_Written instruction_
Copy the lines between the one holding "Task: locate the pink sleeve." and the one holding "column 133, row 148", inclusive, word for word. Omit the pictures from your copy.

───── Records supplied

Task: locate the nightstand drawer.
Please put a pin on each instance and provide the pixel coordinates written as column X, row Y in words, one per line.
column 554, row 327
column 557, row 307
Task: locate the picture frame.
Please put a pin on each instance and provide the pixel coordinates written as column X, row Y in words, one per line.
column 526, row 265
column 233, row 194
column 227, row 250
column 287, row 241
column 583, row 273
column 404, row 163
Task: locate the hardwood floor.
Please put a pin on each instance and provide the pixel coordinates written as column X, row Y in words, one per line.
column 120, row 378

──────────
───── Records supplied

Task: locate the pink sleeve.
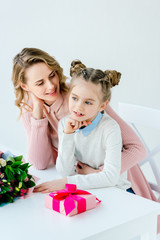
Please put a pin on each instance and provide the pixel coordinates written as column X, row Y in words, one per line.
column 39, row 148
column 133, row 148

──────────

_Exercise solution_
Task: locate the pink sleeve.
Please put a pin on each instance and provide the pixel coordinates written as column X, row Y in words, one per line.
column 39, row 148
column 133, row 148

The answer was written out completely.